Location identification items:
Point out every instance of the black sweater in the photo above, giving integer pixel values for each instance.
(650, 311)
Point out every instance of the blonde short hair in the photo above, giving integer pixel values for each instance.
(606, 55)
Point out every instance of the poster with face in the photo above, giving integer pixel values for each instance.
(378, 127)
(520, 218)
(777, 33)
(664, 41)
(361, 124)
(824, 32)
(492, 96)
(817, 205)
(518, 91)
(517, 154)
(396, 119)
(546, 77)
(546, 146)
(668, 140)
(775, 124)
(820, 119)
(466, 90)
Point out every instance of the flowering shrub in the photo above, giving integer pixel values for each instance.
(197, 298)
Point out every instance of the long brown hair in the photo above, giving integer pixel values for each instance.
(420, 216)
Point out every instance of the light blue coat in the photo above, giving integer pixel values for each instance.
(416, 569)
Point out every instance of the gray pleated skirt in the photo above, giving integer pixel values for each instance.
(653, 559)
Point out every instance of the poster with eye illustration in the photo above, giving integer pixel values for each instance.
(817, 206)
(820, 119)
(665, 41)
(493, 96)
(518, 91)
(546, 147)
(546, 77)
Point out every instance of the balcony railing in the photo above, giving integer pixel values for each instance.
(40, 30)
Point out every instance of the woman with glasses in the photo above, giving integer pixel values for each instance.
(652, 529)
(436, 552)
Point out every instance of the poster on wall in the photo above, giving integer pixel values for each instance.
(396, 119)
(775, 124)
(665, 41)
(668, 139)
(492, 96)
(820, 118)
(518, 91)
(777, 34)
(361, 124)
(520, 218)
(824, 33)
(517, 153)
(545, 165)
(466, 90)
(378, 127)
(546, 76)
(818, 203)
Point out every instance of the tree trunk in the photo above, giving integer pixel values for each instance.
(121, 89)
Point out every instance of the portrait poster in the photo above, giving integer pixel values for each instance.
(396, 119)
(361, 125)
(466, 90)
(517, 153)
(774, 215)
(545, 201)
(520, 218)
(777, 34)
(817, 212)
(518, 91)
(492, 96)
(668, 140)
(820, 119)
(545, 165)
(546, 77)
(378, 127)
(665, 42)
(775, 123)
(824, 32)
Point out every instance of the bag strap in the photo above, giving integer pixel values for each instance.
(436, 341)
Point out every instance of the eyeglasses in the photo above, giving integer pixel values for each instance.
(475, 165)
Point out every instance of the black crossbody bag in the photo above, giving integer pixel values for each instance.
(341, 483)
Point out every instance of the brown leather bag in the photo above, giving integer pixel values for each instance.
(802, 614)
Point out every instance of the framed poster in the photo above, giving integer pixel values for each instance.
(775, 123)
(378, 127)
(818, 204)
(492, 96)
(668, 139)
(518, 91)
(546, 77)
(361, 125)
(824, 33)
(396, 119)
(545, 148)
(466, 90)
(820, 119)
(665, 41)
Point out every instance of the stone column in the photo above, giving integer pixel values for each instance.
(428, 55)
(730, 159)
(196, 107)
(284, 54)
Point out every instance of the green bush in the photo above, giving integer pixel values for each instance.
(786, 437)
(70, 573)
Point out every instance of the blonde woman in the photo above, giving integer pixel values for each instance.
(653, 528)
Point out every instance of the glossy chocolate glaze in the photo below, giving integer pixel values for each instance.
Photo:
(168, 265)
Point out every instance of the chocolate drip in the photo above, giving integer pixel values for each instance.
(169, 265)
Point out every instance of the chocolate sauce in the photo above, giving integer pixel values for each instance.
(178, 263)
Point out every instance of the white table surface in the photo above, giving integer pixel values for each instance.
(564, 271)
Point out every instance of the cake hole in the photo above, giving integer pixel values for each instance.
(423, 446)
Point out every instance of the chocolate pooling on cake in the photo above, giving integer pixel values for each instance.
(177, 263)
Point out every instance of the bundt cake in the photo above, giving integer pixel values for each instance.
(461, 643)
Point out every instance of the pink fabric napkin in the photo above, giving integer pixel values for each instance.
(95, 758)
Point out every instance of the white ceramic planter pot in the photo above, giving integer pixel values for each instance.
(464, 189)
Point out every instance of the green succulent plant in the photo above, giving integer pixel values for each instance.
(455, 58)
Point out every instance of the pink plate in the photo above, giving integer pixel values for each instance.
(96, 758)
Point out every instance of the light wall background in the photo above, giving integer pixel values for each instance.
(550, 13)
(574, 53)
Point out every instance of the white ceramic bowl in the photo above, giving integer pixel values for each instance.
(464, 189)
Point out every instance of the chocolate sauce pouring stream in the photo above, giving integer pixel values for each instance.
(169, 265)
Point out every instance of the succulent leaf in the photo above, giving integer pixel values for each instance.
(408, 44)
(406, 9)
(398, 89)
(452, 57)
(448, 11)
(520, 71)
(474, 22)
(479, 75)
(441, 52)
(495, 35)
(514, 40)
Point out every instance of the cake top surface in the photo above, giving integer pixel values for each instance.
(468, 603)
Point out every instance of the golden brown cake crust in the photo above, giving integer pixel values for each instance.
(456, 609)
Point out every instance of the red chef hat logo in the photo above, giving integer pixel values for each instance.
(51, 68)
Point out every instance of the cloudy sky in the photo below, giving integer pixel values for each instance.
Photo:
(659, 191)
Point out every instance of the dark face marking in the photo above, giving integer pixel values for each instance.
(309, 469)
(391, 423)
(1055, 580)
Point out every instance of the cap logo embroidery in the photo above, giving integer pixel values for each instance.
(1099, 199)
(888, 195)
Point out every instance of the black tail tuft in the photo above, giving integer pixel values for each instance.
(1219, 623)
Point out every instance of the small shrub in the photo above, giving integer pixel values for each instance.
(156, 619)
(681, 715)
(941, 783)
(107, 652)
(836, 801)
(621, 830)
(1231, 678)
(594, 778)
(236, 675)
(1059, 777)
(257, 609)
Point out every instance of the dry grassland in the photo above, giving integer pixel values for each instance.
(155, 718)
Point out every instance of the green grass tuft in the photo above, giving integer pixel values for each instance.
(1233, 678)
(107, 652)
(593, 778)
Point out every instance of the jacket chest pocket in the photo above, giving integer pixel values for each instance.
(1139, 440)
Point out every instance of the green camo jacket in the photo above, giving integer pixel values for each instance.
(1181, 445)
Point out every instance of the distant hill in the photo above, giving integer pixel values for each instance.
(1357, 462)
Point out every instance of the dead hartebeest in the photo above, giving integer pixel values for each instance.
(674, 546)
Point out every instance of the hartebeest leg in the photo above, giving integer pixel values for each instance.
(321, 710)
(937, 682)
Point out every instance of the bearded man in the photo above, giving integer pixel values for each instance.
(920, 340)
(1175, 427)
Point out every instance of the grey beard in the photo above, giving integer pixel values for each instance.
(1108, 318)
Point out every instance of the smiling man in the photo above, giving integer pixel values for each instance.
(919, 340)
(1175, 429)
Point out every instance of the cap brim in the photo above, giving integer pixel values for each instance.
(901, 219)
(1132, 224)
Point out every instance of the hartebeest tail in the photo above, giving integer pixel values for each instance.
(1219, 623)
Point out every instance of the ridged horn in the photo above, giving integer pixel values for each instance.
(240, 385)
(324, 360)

Task statement: Rewrite the records above, replacing "integer pixel values" with "whole-number pixel coordinates" everywhere and leaving everything else unchanged.

Task response:
Point out every instance of the black sweater in the photo above, giving whole-number pixel coordinates for each instance.
(650, 311)
Point out every instance of the blonde short hair in the photo above, giving whole-number pixel coordinates for each instance.
(606, 55)
Point out every instance of the poster with face in the photo above, giving whole-number pixel coordinates for each instance.
(378, 127)
(520, 218)
(777, 33)
(664, 41)
(361, 124)
(824, 32)
(492, 96)
(817, 205)
(518, 91)
(517, 154)
(396, 119)
(546, 77)
(546, 146)
(668, 140)
(775, 124)
(820, 119)
(466, 90)
Point out every instance of the flowering shrub in the photo above, giving whole-number pixel coordinates for each instance.
(197, 298)
Point out every instance of the long brown hair in the photo above, giving whole-number pixel coordinates for each instance.
(420, 216)
Point out every instance of the light blue coat in the photo above, giving whole-number pixel coordinates for each instance.
(416, 569)
Point out every instance of the gray pleated skirt in the photo above, giving whole-number pixel coordinates for each instance.
(653, 559)
Point out every instance of the poster with eye illustration in the photo above, giving whole-number pixel coordinates for each instance.
(817, 206)
(820, 119)
(665, 41)
(493, 96)
(518, 91)
(546, 147)
(546, 77)
Point out every instance of the balcony railing in the photo above, giving whole-number pixel coordinates for each instance.
(40, 30)
Point out every instance of the woman with glasses in the photo above, giving whole-number pixel coordinates for each instance.
(652, 529)
(436, 552)
Point out every instance of the poster on wall in the photo above, giving whole-number pixel coordinates for each instance.
(396, 119)
(775, 124)
(665, 41)
(668, 139)
(492, 96)
(820, 118)
(518, 91)
(777, 34)
(361, 124)
(520, 218)
(824, 33)
(517, 153)
(545, 165)
(466, 90)
(378, 127)
(546, 76)
(818, 203)
Point out every instance of the tree trunk in the photo above, giving whole-number pixel coordinates for each instance.
(121, 89)
Point out every instance of the portrait poster in the photo above, giving whole-number pixel coordinates for each instance.
(396, 119)
(361, 125)
(466, 90)
(517, 153)
(774, 215)
(545, 201)
(520, 218)
(777, 34)
(817, 212)
(518, 91)
(492, 96)
(668, 140)
(820, 119)
(545, 165)
(546, 77)
(378, 127)
(665, 42)
(775, 123)
(824, 32)
Point out every instance of the bag strap in the photo above, giving whole-number pixel coordinates for each instance.
(436, 341)
Point out every instance of the eyeglasses in the photo above, giving whole-number pixel coordinates for each instance.
(475, 165)
Point out every instance of the black crossbody bag in the photo above, giving whole-number pixel coordinates for each instance.
(341, 483)
Point out every instance of the brown leather bag in the photo above, giving whole-number pixel coordinates for each instance.
(802, 614)
Point out every instance of the framed poster in the photo above, giving whole-number pixel coordinates for each instance.
(775, 123)
(378, 127)
(818, 204)
(492, 96)
(668, 139)
(518, 91)
(546, 77)
(361, 125)
(824, 33)
(396, 119)
(545, 148)
(466, 90)
(820, 119)
(665, 41)
Point out every instance of the stone column in the photo above, giving whole-number pixel coordinates for each instance.
(428, 55)
(730, 159)
(196, 107)
(284, 54)
Point out every instance of the green bush in the photo above, giving whole-number pixel coordinates for each instance.
(786, 437)
(70, 573)
Point out every instance of the blonde woman in the photo above, giving whole-number pixel coordinates for each instance.
(653, 528)
Point out every instance of the glossy chocolate glaze in the photo below, giving whole-number pixel coordinates for each instance.
Photo:
(168, 265)
Point out every instance of the chocolate drip in the photo above, giving whole-number pixel coordinates for each instance.
(169, 265)
Point out every instance of the chocolate sauce in the photo above, giving whole-number pixel coordinates for each instance.
(178, 263)
Point out every instance of the white table surface in the photo above, giving whole-number pixel coordinates for each instance.
(564, 271)
Point out every instance of the cake hole in the photo above, giving whole-number pixel coordinates for each instance.
(423, 446)
Point out every instance of the chocolate pooling on cake in the photo above, giving whole-number pixel coordinates for each instance.
(177, 263)
Point out every instance of the bundt cake in the photo above, giving whole-number pixel coordinates for each instance.
(461, 643)
Point out every instance of the pink fabric napkin in the photo above, giving whole-number pixel coordinates for each instance.
(95, 758)
Point out every instance of the white ceramic planter pot in the photo above, giving whole-number pixel coordinates for each instance.
(464, 189)
Point out every instance of the green succulent plant in the photo above, giving whole-number pixel coordinates for each instance.
(455, 58)
Point out every instance of the pink plate in the photo above, giving whole-number pixel coordinates for each instance.
(96, 758)
Point out every instance of the light wall background in the photo above, giving whole-number pixel coordinates for each instance.
(550, 13)
(574, 53)
Point out every instance of the white ceramic bowl in the photo above, giving whole-number pixel coordinates for each instance.
(464, 189)
Point out every instance of the chocolate sauce pouring stream in the photo above, giving whole-number pixel coordinates for each instance.
(169, 265)
Point out every instance of the succulent leaf in the photo above, giving whole-number pixel coordinates for each instance.
(408, 44)
(406, 9)
(398, 89)
(452, 57)
(448, 11)
(520, 71)
(474, 22)
(479, 75)
(441, 52)
(495, 35)
(514, 40)
Point out every instance of the cake top surface in the photo above, giving whole-number pixel coordinates for each instance.
(468, 603)
Point out every instance of the golden brown cake crust in the photo above, giving whole-number pixel coordinates for each instance.
(456, 609)
Point out every instance of the red chef hat logo in the photo above, giving whole-number pixel coordinates for each instance.
(51, 68)
Point out every instance of the cloudy sky in the photo below, giving whole-number pixel coordinates for each instance.
Photo:
(659, 191)
Point out every instance of the dark face marking in the photo above, giving whole-number pixel coordinates for each instance.
(309, 469)
(391, 423)
(1055, 580)
Point out every instance of the cap logo embroidery in the photo above, giving whole-number pixel coordinates for each instance.
(1099, 199)
(888, 195)
Point out every instance of the black tail tuft in the photo above, giving whole-number pixel coordinates for each instance.
(1219, 623)
Point out every instance of the small shrub in the photo above, giving whole-number pixel coordinates for each instance.
(156, 619)
(681, 715)
(941, 783)
(107, 652)
(836, 801)
(621, 830)
(1231, 678)
(594, 778)
(236, 675)
(1059, 777)
(257, 609)
Point out every instance of the dry grassland in the photo above, giving whole-number pixel coordinates for each instance.
(155, 718)
Point out every instance of the green grass tuft in the photo above, giving whole-number pixel coordinates for each instance.
(1233, 678)
(107, 652)
(593, 778)
Point out every instance of the jacket chest pocket in the photo above, giving whole-number pixel coordinates for each instance.
(1139, 440)
Point out every instance of the green camo jacket in the photo above, giving whole-number pixel coordinates for each instance.
(1181, 445)
Point out every instance of the distant hill in the photo above, giving whole-number pixel coordinates for each instance.
(1357, 462)
Point out every instance of the dead hartebeest in the photo above, giving whole-number pixel coordinates for each instance.
(674, 546)
Point out every instance of the hartebeest leg in the photo above, giving whole-number pixel coordinates for each instance.
(321, 710)
(937, 682)
Point out every instance of the bearded man in the photo above, giving whole-number pixel coordinates for each instance.
(920, 340)
(1175, 427)
Point out every instance of the grey beard in the photo above, giving whole-number pixel coordinates for each instance.
(1108, 318)
Point out every instance of the smiling man in the photo above, giving whole-number pixel coordinates for each instance.
(919, 340)
(1175, 429)
Point out every instance of the cap brim in the photo above, giving whole-number pixel coordinates for each instance.
(901, 219)
(1132, 224)
Point out every instance of the hartebeest tail in the photo above, giving whole-number pixel coordinates for each instance.
(1219, 623)
Point out every instance of the ridged horn in the photo above, giving whole-number pixel coordinates for each instance.
(240, 385)
(324, 360)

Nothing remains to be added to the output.